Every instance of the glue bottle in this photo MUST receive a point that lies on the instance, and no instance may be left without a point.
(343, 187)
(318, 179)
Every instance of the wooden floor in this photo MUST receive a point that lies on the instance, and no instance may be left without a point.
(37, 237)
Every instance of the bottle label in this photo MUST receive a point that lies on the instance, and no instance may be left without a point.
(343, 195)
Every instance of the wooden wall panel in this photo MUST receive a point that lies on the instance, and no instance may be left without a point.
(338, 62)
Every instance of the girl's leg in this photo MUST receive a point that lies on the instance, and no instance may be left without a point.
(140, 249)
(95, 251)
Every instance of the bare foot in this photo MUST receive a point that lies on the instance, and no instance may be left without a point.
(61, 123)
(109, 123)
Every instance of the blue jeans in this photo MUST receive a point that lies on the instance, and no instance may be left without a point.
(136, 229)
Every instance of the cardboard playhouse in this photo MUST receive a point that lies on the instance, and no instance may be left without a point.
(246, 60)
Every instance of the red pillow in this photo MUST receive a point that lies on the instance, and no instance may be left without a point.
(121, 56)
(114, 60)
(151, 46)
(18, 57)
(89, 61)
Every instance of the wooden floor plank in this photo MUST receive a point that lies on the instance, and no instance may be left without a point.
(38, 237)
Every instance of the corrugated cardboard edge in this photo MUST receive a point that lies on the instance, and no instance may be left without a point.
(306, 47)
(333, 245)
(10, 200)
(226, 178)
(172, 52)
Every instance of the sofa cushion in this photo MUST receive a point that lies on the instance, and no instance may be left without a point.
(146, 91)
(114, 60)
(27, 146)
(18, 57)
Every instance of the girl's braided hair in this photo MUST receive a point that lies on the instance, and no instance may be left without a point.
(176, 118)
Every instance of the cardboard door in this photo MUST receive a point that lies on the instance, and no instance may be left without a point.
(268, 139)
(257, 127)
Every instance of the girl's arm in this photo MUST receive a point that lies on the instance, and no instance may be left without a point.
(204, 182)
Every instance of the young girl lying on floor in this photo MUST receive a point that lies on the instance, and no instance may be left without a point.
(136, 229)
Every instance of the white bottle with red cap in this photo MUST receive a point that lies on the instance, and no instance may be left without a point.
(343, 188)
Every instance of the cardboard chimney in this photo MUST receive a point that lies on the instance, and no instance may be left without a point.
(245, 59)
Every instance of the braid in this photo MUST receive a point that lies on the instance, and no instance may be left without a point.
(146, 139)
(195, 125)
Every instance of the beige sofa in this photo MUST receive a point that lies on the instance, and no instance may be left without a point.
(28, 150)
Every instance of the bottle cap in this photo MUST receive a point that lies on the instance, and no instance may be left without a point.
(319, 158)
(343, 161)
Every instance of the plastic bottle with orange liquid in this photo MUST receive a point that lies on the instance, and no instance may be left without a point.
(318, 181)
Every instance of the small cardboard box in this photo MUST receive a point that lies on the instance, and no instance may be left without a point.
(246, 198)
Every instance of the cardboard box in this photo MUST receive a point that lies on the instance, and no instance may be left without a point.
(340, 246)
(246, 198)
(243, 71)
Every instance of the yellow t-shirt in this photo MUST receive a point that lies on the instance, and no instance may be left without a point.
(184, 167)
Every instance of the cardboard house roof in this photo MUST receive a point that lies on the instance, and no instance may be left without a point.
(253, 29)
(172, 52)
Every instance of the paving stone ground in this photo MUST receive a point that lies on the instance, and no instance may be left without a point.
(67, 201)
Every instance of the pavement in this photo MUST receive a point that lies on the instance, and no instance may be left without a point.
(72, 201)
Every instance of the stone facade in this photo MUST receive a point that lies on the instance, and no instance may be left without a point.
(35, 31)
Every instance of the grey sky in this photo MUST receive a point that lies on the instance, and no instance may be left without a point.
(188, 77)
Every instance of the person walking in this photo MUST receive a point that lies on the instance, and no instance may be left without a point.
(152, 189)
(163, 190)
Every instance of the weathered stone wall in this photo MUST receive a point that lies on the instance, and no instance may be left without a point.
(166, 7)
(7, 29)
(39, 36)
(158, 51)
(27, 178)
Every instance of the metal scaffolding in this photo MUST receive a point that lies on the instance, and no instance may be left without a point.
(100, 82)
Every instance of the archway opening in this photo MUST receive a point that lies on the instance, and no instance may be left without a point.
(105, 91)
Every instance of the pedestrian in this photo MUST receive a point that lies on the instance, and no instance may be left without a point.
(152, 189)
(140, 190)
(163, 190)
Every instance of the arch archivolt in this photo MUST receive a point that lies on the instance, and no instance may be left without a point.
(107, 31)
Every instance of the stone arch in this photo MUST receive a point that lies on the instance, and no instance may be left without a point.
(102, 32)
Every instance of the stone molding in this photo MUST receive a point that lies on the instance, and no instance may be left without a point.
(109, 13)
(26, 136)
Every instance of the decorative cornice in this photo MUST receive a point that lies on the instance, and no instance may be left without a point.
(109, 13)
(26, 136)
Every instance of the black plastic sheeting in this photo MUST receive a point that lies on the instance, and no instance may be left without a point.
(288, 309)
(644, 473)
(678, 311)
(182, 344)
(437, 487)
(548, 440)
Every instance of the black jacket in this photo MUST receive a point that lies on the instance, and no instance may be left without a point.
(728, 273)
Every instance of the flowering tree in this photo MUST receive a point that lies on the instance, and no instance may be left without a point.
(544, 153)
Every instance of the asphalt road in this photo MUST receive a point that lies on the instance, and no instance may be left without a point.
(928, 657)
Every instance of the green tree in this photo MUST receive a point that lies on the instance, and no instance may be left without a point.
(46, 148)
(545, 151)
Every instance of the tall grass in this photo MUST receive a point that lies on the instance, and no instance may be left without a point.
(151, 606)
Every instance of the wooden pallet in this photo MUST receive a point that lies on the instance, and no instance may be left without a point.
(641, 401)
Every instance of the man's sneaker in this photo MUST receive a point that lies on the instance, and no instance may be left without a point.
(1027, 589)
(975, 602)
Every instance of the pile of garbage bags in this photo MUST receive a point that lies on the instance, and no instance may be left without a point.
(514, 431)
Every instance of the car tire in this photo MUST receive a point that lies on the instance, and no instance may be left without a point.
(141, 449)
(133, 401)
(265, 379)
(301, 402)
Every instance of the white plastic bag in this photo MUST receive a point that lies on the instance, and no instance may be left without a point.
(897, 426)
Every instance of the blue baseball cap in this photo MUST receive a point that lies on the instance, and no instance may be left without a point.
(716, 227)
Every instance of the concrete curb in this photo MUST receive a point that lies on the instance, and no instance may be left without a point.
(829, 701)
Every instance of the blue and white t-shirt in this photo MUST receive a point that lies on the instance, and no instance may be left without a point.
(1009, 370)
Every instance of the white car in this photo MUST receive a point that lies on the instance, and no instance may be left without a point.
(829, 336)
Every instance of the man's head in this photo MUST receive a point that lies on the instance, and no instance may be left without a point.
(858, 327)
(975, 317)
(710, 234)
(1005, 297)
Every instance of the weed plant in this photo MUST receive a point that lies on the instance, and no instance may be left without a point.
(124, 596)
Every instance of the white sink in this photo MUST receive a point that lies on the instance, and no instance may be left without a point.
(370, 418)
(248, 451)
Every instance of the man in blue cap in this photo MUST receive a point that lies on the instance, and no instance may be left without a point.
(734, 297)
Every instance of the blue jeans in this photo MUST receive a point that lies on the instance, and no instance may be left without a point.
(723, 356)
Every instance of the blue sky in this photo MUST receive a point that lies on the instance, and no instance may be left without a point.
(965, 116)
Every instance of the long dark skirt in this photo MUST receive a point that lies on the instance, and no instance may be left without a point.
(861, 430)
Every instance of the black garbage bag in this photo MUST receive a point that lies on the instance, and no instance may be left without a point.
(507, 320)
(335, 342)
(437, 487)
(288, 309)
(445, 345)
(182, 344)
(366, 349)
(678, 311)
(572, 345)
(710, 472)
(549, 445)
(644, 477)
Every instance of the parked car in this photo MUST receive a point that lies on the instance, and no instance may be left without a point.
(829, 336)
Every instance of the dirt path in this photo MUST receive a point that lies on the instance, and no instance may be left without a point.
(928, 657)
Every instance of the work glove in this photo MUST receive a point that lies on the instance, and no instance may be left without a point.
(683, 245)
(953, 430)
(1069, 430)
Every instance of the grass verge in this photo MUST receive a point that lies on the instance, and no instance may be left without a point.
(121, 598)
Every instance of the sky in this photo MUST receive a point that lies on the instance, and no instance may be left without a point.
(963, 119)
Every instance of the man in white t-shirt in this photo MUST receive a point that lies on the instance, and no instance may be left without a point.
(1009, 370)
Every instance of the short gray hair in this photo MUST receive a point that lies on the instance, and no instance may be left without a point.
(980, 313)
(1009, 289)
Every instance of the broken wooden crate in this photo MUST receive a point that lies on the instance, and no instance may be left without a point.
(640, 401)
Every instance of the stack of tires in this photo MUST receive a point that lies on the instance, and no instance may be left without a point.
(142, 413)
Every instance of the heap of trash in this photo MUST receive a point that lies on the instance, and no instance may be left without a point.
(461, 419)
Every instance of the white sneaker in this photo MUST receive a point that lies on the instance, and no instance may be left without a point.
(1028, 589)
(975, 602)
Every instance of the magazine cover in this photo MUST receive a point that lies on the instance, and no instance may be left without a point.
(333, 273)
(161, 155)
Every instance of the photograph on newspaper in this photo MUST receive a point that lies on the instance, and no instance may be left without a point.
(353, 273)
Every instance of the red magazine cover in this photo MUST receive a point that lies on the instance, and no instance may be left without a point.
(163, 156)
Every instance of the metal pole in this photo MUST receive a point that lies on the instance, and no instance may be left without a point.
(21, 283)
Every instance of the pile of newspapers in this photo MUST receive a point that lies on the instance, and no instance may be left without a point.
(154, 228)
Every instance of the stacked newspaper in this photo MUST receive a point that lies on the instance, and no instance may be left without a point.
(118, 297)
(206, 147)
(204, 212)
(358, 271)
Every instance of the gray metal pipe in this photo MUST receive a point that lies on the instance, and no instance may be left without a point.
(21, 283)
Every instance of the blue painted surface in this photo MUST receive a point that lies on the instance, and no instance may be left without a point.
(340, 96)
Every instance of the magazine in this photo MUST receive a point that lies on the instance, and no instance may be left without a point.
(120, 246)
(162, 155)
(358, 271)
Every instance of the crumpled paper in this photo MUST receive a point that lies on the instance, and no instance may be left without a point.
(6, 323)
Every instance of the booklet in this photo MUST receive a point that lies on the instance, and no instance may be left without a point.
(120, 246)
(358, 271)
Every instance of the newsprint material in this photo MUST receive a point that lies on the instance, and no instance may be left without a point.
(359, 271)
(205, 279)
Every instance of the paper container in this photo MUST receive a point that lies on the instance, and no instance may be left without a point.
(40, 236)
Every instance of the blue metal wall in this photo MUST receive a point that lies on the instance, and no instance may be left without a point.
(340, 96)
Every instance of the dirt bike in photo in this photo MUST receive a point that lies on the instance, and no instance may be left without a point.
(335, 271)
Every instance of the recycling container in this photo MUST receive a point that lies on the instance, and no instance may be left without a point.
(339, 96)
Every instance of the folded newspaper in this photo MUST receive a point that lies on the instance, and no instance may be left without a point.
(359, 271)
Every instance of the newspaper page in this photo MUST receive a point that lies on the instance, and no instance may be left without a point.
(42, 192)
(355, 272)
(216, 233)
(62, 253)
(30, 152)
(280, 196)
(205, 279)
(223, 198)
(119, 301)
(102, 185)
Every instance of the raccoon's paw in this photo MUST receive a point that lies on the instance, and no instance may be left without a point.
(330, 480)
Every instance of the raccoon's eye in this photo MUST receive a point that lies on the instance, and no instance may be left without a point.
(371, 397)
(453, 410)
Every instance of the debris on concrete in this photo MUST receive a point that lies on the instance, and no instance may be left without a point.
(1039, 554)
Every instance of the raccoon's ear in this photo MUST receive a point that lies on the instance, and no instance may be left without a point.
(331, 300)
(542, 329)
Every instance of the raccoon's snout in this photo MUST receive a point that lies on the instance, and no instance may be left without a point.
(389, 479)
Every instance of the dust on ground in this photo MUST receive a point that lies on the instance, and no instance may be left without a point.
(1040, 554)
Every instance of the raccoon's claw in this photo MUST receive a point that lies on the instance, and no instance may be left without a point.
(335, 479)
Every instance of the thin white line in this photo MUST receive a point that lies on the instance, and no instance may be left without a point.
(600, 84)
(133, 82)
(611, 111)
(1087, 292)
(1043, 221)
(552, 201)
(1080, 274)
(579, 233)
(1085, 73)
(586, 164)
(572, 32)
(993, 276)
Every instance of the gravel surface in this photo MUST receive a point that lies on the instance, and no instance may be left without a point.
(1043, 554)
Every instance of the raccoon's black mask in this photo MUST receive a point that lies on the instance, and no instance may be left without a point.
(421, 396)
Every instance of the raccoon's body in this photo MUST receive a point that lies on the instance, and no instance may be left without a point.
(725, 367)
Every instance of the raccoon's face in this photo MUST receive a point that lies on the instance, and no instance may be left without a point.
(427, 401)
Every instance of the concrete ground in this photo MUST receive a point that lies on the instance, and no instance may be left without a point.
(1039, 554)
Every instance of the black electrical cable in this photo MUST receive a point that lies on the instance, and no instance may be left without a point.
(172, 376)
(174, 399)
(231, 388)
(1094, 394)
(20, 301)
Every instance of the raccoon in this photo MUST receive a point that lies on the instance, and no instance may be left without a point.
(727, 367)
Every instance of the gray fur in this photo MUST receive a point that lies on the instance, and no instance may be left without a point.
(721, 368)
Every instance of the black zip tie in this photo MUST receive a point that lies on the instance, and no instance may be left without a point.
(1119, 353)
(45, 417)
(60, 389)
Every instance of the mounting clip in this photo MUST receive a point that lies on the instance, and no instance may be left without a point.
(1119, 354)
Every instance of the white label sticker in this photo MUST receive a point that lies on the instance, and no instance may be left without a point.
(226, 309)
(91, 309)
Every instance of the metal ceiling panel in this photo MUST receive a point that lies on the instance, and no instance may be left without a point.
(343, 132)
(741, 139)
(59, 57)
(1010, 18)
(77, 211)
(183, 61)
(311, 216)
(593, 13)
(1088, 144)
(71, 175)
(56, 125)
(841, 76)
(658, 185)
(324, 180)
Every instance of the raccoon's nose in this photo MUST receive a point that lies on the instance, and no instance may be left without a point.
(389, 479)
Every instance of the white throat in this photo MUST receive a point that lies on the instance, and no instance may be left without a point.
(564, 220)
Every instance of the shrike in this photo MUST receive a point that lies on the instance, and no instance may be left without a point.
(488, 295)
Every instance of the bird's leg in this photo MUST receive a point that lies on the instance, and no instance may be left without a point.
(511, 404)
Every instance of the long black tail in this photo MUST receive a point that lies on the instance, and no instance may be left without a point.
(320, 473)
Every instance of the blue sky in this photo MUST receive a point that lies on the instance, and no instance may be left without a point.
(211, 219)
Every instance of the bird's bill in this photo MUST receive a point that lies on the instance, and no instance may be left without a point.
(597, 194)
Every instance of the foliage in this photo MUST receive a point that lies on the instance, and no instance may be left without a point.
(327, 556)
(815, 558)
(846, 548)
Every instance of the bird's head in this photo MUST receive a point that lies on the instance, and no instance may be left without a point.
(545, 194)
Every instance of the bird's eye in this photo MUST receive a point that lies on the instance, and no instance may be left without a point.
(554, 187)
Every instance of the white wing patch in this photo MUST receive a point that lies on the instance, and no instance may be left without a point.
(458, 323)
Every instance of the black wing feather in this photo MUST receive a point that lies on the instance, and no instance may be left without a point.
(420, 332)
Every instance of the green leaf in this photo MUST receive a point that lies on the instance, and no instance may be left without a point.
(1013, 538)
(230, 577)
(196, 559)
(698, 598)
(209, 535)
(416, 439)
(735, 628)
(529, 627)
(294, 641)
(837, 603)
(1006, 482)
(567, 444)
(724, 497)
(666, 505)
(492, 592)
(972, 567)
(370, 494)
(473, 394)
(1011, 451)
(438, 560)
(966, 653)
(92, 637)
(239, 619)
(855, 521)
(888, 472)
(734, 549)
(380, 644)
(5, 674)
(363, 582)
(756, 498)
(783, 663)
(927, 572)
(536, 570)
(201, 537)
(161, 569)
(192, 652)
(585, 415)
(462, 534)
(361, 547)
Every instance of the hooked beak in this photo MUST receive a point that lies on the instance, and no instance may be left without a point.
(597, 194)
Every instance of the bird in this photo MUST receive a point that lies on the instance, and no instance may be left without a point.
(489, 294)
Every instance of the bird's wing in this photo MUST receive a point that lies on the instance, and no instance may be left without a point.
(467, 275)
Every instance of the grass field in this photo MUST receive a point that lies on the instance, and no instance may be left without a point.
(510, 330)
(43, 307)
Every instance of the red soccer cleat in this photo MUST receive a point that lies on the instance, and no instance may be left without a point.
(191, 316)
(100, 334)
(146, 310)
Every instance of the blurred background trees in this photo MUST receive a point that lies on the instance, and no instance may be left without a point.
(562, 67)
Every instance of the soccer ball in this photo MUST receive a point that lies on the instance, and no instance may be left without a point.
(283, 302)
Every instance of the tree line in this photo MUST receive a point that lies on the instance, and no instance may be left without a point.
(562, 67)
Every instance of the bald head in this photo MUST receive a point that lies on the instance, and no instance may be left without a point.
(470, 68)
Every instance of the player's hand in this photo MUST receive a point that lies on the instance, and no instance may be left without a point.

:: STATED EXERCISE ::
Give the lines as a numbered list, beginning at the line that has "Every instance of the hooked" and stopping after the last line of the rows. Leave out any blank lines.

:: ANSWER FOR THE TASK ::
1. Every instance of the hooked beak in this photo MUST receive a point that lies on the instance, and no instance may be left without a point.
2. (597, 194)
3. Every instance of the bird in this photo MUST receive a point that lies on the instance, and no instance may be left without a point.
4. (489, 294)
5. Every instance of the bird's wing in this photo MUST receive a point that lies on the instance, and no instance may be left without a point.
6. (467, 275)
7. Every instance of the grass field in this photo MUST receive a point that lies on the instance, and no instance may be left without a point.
8. (510, 330)
9. (43, 307)
10. Every instance of the red soccer cleat in this photo MUST receive a point that lies on the instance, and no instance may be left without a point.
11. (191, 316)
12. (100, 334)
13. (146, 310)
14. Every instance of the blurred background trees in this photo MUST receive a point that lies on the instance, and no instance may be left without a point.
15. (562, 67)
16. Every instance of the soccer ball in this photo MUST receive a point that lies on the instance, and no instance may be left without a point.
17. (283, 302)
18. Every instance of the tree line in this photo MUST receive a point that lies on the instance, and no instance may be left without a point.
19. (562, 67)
20. Every instance of the bald head in this photo MUST receive a point that lies on the instance, and no instance may be left without a point.
21. (470, 68)
22. Every instance of the player's hand in this photo MUST receive a point that lies on the instance, and no instance may be left without a point.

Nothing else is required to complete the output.